- PROBLEM DESCRIPTION -
Copy out, word for word, everything in the items below from the line containing "Locate every instance of the leafy" down to the end of the items. Leave the pictures out of your answer.

- INPUT DATA -
>>

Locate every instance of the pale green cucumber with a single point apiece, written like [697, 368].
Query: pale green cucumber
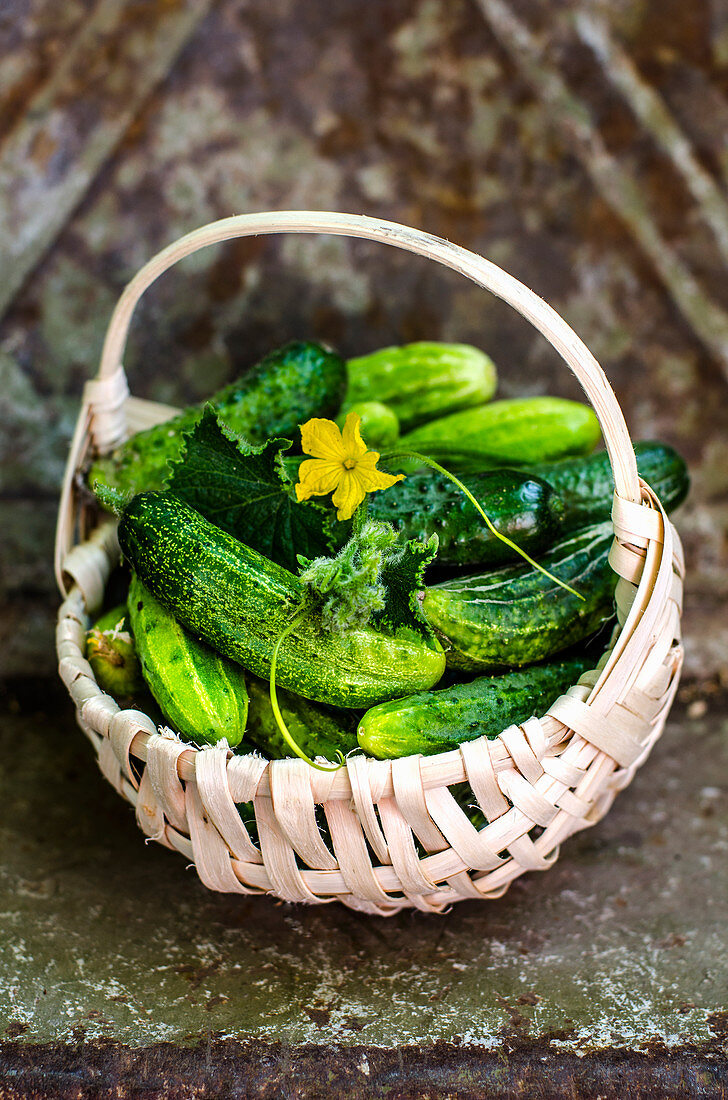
[200, 693]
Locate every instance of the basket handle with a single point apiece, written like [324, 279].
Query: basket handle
[107, 394]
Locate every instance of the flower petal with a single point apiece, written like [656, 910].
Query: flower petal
[371, 479]
[316, 477]
[322, 439]
[349, 495]
[351, 438]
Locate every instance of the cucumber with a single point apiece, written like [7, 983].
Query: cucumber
[286, 388]
[240, 602]
[437, 721]
[516, 616]
[586, 485]
[420, 381]
[521, 507]
[517, 430]
[200, 693]
[317, 729]
[111, 652]
[379, 422]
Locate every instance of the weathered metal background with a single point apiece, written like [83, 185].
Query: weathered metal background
[584, 145]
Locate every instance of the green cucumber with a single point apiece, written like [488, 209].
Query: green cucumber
[516, 616]
[111, 652]
[286, 388]
[437, 721]
[200, 693]
[239, 602]
[420, 381]
[519, 430]
[318, 730]
[521, 507]
[586, 485]
[379, 425]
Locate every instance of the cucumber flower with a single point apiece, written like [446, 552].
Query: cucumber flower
[340, 464]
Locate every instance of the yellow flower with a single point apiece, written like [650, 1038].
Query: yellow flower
[340, 464]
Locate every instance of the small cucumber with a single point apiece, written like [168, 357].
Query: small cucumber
[240, 602]
[286, 388]
[379, 424]
[517, 430]
[199, 692]
[111, 652]
[516, 616]
[437, 721]
[524, 508]
[420, 381]
[318, 730]
[586, 485]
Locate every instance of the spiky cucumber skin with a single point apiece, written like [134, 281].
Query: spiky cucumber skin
[516, 616]
[317, 729]
[586, 485]
[287, 387]
[240, 602]
[524, 508]
[438, 721]
[423, 380]
[200, 693]
[515, 430]
[112, 655]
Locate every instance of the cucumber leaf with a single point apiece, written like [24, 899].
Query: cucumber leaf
[246, 492]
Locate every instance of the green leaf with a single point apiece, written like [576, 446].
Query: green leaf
[247, 492]
[403, 575]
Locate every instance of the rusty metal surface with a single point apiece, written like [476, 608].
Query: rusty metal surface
[587, 152]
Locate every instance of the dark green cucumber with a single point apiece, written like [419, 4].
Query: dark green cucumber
[516, 616]
[240, 602]
[286, 388]
[524, 508]
[437, 721]
[319, 730]
[517, 430]
[200, 693]
[111, 652]
[586, 484]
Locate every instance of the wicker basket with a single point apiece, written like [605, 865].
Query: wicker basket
[536, 783]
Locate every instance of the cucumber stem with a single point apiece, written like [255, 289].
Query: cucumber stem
[390, 457]
[287, 736]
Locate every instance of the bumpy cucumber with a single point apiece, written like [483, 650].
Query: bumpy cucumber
[379, 425]
[516, 616]
[286, 388]
[437, 721]
[517, 430]
[317, 729]
[111, 652]
[240, 602]
[521, 507]
[422, 380]
[586, 484]
[200, 693]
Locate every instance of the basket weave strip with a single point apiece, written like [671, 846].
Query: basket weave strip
[395, 835]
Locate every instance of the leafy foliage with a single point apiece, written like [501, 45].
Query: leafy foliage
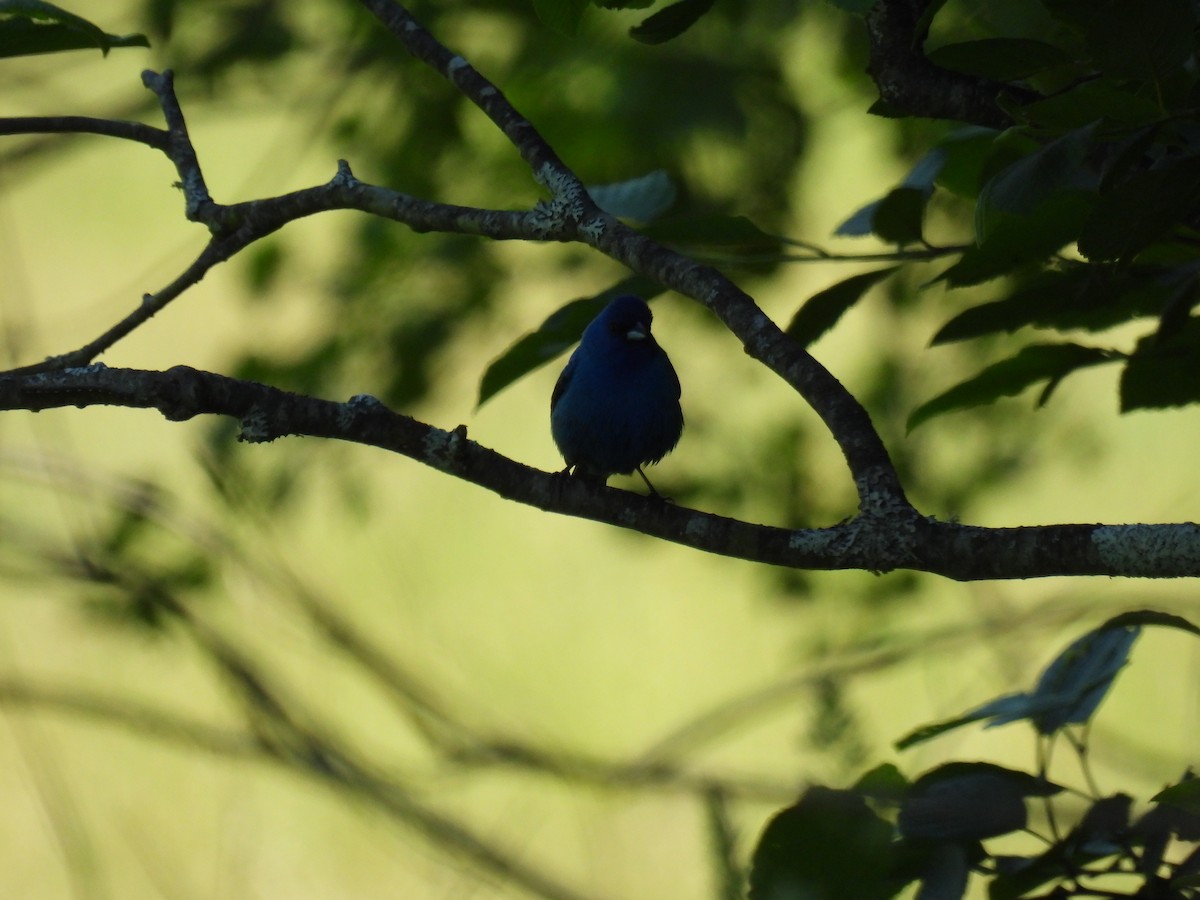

<<

- ANSWER -
Locate every instance of the leafy foliage with a single point apiece, written like [501, 45].
Query: leafy foliage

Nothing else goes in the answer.